• [PAGE EXTRACT]:
It was only when the legions were in good physical condition and morale had sharply improved that Aemilianus resumed his (ultimately successful) campaign against the Spaniards.
Hadrian’s second military hero was Quintus Caecilius Metellus Numidicus, who flourished in the second century
B.C
. After holding the consulship, he was posted to North Africa to lead the campaign against the able and ambitious Numidian king, Jugurtha.
For him, too, training was the watchword. His predecessor in command had kept his forces in permanent camp, moving only when the bad smell or a lack of food supplies forced him. Men absented themselves from duty when the mood took them.
Just like Aemilianus, Metellus got rid of all the civilians, moved camp daily, undertook cross-country marches. At night he placed sentry posts at short intervals and did the rounds himself. When on the march, he moved up and down the column to check that no one left the ranks, that the men kept close to their standards and carried their own food and weapons. In this way, by inflicting exercise rather than punishment, Metellus soon restored discipline and morale.
The dowager empress’s serious mind and quiet disposition owed much to her appreciation of the philosophy of Epicurus. His thinking derived from an atomic idea of nature (originally promoted by the fifth-century
B.C
. scientific theorist Democritus). The fundamental constituents of everything, he asserted, were indivisible little bits of matter, or atoms, and everything that happened was the consequence of these atoms colliding with one another. Unlike Hadrian’s admired Epictetus, who saw the universe as the expression of a divine will, Epicurus held that it was no more than a sequence of random events.
On what foundation, then, was it possible to rest a system of ethics? The answer was that all good and bad originate in sensations of pleasure and pain. It was from these sensations that we construct a moral code. Epicurus also taught that death was the end of body and soul; it should not be feared, for there were no posthumous rewards and punishments. In later centuries Christian propagandists inaccurately labeled Epicurus as a hedonist (hence our terms
epicure
and
epicurean)
. In fact, he sought no more than a tranquil life without pain, and cultivated simplicity.
Epicurus attracted a small band of devoted followers whom he taught in his house and garden just outside Athens. Above the garden gate a sign read: “Stranger, you will do well to linger here; here our highest good is pleasure.”

• [RECORDS SHOWN]:
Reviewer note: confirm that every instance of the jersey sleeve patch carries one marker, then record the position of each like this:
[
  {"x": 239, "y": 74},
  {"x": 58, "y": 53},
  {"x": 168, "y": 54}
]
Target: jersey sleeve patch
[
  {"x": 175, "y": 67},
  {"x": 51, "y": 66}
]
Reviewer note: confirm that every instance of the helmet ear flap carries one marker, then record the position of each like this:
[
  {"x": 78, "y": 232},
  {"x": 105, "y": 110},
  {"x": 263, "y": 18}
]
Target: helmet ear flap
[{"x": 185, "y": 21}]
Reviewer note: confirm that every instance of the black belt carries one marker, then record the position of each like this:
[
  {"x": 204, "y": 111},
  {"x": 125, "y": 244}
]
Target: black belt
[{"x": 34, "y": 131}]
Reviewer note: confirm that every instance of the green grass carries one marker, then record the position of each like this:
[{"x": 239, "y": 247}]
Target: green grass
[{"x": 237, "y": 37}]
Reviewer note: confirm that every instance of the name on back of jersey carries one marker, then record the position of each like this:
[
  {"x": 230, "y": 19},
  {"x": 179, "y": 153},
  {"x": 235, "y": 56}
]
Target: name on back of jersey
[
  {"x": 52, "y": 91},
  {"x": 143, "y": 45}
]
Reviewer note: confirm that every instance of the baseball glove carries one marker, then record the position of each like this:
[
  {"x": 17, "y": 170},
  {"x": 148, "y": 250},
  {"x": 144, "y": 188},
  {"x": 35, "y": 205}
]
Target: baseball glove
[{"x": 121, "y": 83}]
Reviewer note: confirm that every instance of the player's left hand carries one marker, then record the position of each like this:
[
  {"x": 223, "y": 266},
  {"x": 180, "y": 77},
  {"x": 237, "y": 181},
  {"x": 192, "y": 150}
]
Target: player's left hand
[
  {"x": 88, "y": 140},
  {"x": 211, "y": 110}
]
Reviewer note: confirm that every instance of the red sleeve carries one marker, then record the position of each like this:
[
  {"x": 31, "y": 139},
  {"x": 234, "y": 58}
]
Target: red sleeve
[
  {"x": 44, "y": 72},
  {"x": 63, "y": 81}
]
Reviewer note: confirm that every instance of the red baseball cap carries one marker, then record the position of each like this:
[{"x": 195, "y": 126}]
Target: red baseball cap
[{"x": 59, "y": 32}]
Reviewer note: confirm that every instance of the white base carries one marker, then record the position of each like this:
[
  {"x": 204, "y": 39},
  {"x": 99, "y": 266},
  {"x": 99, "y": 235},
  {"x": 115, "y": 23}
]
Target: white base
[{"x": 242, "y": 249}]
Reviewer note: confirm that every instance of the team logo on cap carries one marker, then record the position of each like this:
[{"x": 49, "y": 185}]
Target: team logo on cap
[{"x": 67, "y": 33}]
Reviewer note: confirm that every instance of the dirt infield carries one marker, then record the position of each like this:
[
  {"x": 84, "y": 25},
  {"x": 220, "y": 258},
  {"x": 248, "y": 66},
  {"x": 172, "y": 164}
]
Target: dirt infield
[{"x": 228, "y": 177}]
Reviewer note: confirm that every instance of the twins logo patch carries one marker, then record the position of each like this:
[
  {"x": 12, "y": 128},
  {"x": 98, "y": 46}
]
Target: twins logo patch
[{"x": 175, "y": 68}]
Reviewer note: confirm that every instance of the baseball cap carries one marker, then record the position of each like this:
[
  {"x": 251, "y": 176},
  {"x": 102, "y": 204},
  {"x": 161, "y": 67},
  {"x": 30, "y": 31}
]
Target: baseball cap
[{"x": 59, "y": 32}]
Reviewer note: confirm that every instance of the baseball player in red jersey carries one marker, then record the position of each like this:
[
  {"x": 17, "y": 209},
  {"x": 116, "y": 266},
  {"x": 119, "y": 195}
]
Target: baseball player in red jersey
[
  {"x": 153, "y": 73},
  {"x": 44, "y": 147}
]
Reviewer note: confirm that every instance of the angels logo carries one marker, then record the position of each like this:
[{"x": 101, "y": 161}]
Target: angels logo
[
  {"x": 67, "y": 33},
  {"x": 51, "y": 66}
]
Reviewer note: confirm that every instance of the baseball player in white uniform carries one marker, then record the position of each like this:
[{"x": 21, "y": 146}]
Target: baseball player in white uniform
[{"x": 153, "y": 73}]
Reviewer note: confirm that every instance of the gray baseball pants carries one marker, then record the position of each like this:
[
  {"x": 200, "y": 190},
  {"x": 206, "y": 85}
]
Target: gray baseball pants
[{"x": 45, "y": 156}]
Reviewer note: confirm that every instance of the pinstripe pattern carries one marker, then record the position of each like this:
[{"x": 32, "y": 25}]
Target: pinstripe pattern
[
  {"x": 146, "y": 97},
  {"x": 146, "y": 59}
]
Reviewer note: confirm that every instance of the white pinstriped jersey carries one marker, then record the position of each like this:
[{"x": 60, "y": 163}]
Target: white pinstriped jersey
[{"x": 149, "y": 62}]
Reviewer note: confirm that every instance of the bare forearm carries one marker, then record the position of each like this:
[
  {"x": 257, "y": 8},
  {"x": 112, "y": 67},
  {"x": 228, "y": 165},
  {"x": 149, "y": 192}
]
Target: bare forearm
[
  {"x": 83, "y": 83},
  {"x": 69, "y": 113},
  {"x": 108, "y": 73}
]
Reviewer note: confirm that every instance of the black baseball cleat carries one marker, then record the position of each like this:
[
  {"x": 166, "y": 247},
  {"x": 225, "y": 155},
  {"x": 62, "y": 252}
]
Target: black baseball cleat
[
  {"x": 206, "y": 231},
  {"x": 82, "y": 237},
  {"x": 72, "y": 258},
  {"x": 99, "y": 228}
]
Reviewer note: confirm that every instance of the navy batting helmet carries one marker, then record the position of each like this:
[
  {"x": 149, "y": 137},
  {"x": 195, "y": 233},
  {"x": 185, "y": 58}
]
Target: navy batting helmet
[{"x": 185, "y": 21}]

• [WORK TO DO]:
1. In the Hadrian passage, which Numidian king was Metellus sent to fight?
2. In the Hadrian passage, begin at the words "It was only" and stop after "Numidian king, Jugurtha.", writing that stretch out again with "consulship" changed to "praetorship".

• [ANSWERS BELOW]:
1. Jugurtha

2.
It was only when the legions were in good physical condition and morale had sharply improved that Aemilianus resumed his (ultimately successful) campaign against the Spaniards.
Hadrian’s second military hero was Quintus Caecilius Metellus Numidicus, who flourished in the second century
B.C
. After holding the praetorship, he was posted to North Africa to lead the campaign against the able and ambitious Numidian king, Jugurtha.